-- YOUR INSTRUCTIONS --
Without changing anything, copy out each entry.

____

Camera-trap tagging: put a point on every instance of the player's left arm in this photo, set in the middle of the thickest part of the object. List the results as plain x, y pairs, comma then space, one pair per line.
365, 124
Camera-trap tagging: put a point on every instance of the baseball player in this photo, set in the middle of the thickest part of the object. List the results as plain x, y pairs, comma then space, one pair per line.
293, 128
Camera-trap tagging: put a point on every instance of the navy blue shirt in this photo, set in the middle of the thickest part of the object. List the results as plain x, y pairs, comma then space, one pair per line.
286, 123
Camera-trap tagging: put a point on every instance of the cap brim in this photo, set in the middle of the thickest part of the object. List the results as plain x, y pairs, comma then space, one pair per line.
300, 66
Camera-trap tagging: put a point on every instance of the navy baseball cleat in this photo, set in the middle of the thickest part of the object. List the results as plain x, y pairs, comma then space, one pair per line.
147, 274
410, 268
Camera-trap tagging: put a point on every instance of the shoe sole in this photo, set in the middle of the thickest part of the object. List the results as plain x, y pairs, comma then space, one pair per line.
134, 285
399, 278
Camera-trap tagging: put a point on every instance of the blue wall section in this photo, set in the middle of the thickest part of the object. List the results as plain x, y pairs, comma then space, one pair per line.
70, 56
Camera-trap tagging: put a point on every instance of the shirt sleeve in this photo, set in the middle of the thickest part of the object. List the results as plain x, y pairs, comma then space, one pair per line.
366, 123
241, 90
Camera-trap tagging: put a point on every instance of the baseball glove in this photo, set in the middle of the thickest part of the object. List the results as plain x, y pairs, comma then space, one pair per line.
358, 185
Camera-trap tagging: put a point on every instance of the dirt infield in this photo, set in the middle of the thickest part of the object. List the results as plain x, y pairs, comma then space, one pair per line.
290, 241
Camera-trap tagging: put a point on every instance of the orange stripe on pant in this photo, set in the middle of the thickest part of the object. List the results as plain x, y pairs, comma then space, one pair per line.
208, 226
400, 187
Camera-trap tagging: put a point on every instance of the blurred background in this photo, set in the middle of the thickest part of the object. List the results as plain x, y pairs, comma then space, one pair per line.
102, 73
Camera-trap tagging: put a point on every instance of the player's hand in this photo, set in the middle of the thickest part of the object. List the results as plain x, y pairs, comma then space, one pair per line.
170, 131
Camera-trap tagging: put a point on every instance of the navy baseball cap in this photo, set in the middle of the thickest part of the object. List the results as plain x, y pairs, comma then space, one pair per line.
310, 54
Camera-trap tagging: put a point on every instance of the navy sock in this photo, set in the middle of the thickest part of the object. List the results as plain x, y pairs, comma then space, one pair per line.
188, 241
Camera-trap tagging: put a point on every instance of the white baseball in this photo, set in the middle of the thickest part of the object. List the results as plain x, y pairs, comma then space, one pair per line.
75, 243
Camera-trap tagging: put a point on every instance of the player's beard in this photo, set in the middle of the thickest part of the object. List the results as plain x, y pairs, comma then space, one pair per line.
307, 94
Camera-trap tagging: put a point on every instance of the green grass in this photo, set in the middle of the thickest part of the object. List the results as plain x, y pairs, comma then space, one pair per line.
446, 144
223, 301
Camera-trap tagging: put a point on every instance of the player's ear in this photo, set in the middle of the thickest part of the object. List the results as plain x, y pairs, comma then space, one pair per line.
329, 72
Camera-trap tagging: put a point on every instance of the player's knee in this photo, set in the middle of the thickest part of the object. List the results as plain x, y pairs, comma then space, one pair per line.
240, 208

____

-- EXERCISE OUTPUT --
Camera-trap tagging: put a point on every instance of the player's left arm in this photo, set in the middle of the thickest part of the object. List the results as plain x, y pairs, comma then space, one pair per line.
365, 124
Camera-trap tagging: put a point on every instance of the baseball player in this photo, set in the middle of the thickest part of the object. List the results as plain x, y pairs, comma then space, one pair per line.
293, 128
Camera-trap tagging: put a point on every instance of the navy blue shirt in this photo, set in the middle of the thickest part of the object. List the results as plain x, y pairs, comma then space, one pair per line.
286, 123
Camera-trap tagging: put a point on every instance of the cap brim in this photo, set in the middle of the thickest part of the object. List the results as plain x, y pairs, comma then space, one pair per line.
300, 66
Camera-trap tagging: put a point on every instance of the navy baseball cleat in this photo, set in the middle of the thickest part of the object. List the results as plain x, y pairs, comma then space, one pair per line.
147, 274
410, 268
Camera-trap tagging: put a point on every instance of the shoe sole in this photo, set in the middle of the thickest part of the object. List the results as plain x, y pairs, comma then space, one pair per line.
134, 285
399, 278
Camera-trap tagging: put a point on every instance of the blue wall section in this photo, set in the middle of the thickest part of the object. List the results as plain x, y pairs, comma then space, one pair per line.
70, 56
Camera-trap tagging: put a point on every instance of the shirt sleeve in this photo, set in the middle of the thickest part of the object. List the results as plain x, y pairs, comma then space, one pair per line.
366, 123
241, 90
Camera-trap tagging: put a point on every instance of the baseball glove in this photo, set in the middle of the thickest part of the object. List the results as plain x, y pairs, comma then space, one pair per line.
358, 185
Camera-trap tagging: put a point on every instance of the dirt infield in this photo, set in the middle of the thickest part of the object. List the results as plain x, y pairs, comma then space, one pair per line.
290, 241
Camera-trap tagging: put a point on every instance of the orange stripe on pant in this photo, set in the middle of the thickest part of the object. List the results as plain x, y pairs, comma then space, one pair per line.
208, 226
400, 187
Camera-trap tagging: put a point on every instance of the blurred background in this photo, set in the middle of the thickest part of the object. List the results as plain x, y pairs, comma then space, one pair per line.
102, 73
Camera-trap tagging: put a point on every instance of the player's hand in this photo, set in the middle of the thickest part of the object. List the results as plain x, y pairs, comma then space, one pair per line.
170, 131
Camera-trap tagging: put a point on every instance of the navy baseball cap in this photo, set in the middle of the thickest part of the object. List the results as plain x, y pairs, comma then space, one pair per line.
310, 54
Camera-trap tagging: put a point on every instance of the navy sock in this photo, set in the middle of the thickest part of the object. List the results as plain x, y pairs, comma then space, one pair per line.
188, 241
Camera-trap tagging: put a point on every instance of the white baseball in this photo, set in the middle of the thickest part of the object. List the results as plain x, y pairs, comma then space, one pair per line.
75, 243
Camera-trap tagging: put a point on every instance of the player's beard in this photo, set in the middle of the thickest part of the object. List the results as plain x, y pairs, comma then space, one pair per line.
307, 94
Camera-trap tagging: put a point on every instance of the green grass in this photo, set in the middle of the thickest part of the object. List the results as plain x, y pairs, comma then space, one pair per line.
446, 144
223, 301
Camera-trap tagging: put a point on every instance of the player's ear in this photo, set in the middle of the thickest part of the object. List the results as plain x, y pairs, comma then space, one pair per line.
329, 72
Camera-trap tagging: put a point on every instance of the player's knee in this photo, set in the middle of the thickest part of the object. List the results as plain x, y pairs, comma then space, one pair per line.
240, 208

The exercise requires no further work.